__DOCUMENT SECTION__
★ ★ ★ ★ ★

Photo courtesy of AIDG
If you hang out with gardening hippies, you may hear the term “aquaponics” thrown around. So, what the heck does it mean?
Aquaponics is a gardening technique designed to maximize water efficiency and minimize the need for fertilizers. The technique involves farming and raising fish in an integrated system, where fish produce natural fertilizer while plants filter and oxygenate the water. A well designed aquaponic system requires minimal supervision and creates two desirable crops – fresh herbs and fish. The components of the system produce synergy: fish and plants grow more efficiently together than they would in separate tanks.
…when the aquaponic system is fully operational after six months, it leaps ahead of inorganic hydroponics. This leads to earlier maturity of greenhouse crops under aquaponics and much heavier cropping.
Aquaponics is a portmanteau of the words Aquaculture and Hydroponics. It gets improved results due to the symbiotic behavior of several living organisms. The plants and fish complement each other, but a lot of the productivity depends on integrating bacteria and microorganisms in the system. Bacteria convert fish waste into useful nutrients for the plants, and phytoplankton produce food for the fish.
Aquaponics is an old concept – the ancient Aztecs and Egyptians used the technique with various plant and fish species. In China and Thailand, it’s traditional to raise fish in flooded rice paddies. Since the 1970’s, several universities have been developing modern techniques and applying scientific method to get the greatest performance.

★ ★ ★ ★ ★

Dataset records:
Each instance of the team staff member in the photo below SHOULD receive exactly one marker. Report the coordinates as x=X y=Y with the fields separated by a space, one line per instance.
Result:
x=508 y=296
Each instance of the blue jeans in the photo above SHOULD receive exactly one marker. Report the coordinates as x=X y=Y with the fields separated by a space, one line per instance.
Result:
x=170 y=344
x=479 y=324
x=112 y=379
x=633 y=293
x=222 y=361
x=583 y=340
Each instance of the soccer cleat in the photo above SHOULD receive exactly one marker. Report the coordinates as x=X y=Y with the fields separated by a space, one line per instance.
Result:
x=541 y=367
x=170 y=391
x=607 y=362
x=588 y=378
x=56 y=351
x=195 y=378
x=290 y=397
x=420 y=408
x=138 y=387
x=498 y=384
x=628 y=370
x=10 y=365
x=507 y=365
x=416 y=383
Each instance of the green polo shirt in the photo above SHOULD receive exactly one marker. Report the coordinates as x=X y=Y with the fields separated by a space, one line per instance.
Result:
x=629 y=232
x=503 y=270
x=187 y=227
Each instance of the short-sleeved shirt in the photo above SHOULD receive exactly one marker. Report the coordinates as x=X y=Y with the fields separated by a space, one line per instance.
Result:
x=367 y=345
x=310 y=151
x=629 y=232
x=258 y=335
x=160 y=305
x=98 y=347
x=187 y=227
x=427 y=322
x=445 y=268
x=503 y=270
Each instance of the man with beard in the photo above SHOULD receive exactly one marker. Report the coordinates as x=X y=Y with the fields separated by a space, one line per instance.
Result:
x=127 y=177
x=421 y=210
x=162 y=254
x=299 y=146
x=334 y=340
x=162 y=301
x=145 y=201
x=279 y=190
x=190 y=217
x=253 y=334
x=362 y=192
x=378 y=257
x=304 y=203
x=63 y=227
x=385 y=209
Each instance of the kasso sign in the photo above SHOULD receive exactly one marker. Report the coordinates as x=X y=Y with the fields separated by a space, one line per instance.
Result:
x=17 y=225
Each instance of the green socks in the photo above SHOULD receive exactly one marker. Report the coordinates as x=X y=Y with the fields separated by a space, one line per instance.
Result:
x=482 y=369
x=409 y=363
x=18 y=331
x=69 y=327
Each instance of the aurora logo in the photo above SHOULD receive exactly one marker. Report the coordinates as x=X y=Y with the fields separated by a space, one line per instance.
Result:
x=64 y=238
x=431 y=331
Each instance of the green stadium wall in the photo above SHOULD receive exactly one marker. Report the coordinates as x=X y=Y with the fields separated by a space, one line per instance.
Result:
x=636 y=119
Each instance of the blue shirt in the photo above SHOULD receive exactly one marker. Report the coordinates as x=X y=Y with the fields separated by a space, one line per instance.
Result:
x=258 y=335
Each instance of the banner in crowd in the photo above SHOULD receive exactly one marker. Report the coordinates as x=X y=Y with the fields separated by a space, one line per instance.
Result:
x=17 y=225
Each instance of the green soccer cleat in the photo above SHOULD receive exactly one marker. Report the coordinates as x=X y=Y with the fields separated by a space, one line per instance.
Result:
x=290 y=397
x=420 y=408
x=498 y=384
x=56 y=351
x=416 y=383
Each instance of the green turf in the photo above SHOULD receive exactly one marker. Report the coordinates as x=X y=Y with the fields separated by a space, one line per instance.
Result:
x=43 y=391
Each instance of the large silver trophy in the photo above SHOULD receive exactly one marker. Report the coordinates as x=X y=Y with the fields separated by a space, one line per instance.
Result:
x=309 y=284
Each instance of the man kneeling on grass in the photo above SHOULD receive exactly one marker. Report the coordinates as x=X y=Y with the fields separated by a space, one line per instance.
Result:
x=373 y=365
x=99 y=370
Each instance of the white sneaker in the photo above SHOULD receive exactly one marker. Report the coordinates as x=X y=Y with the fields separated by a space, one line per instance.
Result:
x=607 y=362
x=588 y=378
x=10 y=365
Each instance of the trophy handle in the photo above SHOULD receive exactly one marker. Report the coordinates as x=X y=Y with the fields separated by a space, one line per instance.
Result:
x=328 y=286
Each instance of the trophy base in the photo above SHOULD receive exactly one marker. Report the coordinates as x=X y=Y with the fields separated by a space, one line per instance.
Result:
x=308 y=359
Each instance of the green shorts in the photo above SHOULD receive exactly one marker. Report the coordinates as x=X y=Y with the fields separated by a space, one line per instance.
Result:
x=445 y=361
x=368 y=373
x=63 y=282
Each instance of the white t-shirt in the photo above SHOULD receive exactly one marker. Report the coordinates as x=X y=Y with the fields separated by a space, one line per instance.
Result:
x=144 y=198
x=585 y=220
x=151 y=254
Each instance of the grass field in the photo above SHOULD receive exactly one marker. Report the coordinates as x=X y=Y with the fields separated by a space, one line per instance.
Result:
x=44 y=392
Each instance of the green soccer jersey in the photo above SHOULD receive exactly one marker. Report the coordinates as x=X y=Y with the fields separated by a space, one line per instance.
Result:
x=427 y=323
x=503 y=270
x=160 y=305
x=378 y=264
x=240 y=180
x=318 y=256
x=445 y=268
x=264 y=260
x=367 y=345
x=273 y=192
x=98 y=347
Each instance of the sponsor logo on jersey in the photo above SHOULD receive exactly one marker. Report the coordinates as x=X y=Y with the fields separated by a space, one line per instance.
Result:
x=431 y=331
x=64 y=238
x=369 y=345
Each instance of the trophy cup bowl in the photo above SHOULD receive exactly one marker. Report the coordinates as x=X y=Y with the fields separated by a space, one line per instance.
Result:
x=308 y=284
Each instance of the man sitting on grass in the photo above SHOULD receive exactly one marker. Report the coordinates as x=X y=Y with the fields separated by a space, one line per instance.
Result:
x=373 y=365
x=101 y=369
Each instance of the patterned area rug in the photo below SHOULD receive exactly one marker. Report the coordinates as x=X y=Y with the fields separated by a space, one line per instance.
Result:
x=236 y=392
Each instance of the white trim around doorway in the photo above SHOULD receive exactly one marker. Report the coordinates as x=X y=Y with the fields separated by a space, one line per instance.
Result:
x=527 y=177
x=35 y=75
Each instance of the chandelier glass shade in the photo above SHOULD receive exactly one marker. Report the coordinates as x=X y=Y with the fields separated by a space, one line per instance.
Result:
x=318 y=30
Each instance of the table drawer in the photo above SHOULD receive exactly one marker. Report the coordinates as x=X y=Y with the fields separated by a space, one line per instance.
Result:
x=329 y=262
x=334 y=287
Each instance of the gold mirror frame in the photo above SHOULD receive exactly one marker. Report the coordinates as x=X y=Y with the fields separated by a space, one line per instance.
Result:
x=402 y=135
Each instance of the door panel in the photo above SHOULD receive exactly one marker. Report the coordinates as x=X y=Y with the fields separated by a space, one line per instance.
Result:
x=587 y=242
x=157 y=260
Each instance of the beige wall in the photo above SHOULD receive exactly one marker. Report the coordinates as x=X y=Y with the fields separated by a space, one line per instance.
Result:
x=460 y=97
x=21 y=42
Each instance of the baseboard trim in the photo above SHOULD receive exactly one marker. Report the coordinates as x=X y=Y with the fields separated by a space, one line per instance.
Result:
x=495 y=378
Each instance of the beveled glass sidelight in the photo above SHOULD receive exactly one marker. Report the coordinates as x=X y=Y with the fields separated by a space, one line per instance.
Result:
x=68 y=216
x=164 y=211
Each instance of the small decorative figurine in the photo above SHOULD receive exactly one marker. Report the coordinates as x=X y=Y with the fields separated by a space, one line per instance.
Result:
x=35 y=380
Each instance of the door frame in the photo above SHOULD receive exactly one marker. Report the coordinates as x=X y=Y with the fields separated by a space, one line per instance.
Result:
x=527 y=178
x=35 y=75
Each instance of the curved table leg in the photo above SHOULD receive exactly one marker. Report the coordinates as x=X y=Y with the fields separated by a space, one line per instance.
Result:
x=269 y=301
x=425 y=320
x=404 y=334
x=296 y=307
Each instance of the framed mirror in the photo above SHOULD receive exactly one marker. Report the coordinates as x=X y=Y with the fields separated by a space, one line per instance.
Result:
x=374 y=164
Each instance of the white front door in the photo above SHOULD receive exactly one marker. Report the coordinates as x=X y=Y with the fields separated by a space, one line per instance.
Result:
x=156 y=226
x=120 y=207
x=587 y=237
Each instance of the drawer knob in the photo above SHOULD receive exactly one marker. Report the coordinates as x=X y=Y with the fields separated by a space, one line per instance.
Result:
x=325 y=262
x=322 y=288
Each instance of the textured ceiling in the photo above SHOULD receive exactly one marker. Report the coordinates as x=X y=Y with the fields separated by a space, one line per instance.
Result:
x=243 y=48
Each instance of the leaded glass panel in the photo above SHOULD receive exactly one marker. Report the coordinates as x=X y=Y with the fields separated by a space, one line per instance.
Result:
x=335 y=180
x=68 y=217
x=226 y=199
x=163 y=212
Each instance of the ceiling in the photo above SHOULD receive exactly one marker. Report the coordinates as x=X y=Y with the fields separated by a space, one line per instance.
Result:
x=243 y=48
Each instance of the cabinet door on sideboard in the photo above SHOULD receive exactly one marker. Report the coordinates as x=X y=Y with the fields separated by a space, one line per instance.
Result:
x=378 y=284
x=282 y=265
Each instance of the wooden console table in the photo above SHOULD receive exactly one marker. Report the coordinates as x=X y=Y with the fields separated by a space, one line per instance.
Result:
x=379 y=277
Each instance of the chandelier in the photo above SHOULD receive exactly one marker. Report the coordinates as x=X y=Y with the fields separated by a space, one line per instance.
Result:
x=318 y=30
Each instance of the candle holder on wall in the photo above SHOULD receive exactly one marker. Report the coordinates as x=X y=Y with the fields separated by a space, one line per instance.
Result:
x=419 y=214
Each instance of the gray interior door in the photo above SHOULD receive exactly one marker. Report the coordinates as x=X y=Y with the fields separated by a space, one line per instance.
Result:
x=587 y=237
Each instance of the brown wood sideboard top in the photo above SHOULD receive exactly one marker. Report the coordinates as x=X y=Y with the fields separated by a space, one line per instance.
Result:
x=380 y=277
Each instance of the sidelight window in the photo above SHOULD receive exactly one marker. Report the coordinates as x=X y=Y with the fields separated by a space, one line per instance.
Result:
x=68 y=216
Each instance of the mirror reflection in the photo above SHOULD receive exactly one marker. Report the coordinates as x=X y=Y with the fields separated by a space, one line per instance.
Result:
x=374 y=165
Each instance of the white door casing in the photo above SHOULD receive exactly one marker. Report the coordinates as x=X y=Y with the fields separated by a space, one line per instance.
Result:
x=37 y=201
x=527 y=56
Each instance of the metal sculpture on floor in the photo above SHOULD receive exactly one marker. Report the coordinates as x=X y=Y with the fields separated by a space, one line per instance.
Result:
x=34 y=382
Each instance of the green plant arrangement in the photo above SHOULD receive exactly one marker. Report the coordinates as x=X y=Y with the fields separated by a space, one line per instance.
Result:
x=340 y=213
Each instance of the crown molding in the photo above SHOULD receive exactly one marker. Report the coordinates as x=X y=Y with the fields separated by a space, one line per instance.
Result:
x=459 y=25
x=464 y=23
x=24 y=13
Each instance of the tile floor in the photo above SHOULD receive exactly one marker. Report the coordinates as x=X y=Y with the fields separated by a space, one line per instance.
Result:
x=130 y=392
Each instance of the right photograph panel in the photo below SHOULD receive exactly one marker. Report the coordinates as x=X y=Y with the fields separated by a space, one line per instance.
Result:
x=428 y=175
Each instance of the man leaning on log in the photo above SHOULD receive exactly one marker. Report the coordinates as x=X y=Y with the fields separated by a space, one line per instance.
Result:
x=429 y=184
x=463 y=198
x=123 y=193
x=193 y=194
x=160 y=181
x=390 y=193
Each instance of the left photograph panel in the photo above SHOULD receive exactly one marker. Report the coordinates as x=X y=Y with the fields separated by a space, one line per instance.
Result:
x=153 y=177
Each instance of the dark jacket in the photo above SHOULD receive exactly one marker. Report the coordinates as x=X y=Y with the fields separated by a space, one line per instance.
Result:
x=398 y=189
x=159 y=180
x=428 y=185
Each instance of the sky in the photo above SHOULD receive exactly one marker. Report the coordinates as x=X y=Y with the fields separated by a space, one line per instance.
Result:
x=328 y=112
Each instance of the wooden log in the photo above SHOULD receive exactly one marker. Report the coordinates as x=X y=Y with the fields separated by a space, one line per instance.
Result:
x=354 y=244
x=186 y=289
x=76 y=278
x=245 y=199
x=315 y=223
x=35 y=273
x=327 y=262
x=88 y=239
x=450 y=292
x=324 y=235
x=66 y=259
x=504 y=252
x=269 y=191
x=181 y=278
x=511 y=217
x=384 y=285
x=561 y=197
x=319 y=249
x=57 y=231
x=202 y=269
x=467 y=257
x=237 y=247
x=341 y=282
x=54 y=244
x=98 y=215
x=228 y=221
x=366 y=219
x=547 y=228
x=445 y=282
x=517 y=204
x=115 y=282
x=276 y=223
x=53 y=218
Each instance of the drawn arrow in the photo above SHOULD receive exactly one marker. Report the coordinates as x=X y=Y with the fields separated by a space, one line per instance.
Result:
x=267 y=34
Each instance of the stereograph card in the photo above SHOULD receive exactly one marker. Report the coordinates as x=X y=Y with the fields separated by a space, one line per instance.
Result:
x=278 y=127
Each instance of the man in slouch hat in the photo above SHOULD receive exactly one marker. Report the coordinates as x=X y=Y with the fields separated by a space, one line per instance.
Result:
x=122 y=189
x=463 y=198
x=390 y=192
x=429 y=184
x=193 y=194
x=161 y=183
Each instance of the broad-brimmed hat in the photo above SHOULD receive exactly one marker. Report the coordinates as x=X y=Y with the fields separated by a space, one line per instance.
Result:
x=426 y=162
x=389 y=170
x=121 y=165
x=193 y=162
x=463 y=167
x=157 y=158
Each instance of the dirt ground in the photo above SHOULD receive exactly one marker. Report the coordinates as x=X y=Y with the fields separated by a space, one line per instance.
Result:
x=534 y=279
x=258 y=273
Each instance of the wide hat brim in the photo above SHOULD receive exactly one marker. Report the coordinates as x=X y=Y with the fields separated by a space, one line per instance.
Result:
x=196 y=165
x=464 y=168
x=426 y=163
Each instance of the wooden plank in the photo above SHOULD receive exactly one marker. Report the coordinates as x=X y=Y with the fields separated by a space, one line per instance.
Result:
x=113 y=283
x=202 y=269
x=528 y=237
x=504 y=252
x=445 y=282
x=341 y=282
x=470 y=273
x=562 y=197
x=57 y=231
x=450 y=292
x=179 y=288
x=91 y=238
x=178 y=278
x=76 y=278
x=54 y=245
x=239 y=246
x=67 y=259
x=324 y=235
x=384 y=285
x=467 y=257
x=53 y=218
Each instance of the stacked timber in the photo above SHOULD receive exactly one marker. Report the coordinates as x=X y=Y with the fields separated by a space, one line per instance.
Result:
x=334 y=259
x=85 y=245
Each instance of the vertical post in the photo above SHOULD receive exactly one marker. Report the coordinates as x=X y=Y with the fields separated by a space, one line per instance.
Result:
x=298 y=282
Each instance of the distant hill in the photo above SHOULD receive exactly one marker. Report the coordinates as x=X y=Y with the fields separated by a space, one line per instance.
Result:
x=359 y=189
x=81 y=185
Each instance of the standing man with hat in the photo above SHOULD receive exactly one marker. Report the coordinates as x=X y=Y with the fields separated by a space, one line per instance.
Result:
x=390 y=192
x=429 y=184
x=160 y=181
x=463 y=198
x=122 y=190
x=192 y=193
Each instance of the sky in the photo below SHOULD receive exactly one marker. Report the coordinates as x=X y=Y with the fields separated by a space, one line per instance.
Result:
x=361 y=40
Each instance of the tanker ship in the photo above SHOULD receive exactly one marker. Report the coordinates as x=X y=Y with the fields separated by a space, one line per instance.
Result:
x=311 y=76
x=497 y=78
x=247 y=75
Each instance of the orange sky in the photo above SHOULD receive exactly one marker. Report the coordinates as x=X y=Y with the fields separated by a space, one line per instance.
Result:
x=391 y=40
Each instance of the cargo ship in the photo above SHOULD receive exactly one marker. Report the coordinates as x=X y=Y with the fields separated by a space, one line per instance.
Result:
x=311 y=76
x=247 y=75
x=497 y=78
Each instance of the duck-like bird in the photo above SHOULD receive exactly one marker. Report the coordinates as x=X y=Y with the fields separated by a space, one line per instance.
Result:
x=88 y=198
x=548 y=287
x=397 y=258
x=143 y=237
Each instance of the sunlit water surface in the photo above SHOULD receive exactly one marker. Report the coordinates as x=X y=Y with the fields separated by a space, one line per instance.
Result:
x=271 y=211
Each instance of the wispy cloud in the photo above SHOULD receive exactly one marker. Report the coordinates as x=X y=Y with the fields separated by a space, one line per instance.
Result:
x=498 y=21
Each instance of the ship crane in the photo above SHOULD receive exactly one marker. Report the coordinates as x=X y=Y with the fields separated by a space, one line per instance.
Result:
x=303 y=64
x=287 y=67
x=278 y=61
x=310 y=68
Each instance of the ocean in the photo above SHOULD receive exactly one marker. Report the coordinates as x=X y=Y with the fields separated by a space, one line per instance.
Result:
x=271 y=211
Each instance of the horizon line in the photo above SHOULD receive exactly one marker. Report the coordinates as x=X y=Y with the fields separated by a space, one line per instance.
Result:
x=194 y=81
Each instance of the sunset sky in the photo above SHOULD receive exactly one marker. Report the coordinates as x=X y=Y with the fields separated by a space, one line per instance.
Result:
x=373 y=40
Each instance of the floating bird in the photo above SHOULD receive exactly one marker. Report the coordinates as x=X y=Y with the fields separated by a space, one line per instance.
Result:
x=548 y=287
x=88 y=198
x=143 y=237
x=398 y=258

★ ★ ★ ★ ★

Please name the two words that the aquaponics article above says combine to form "aquaponics."

__ANSWER BOX__
Aquaculture and Hydroponics.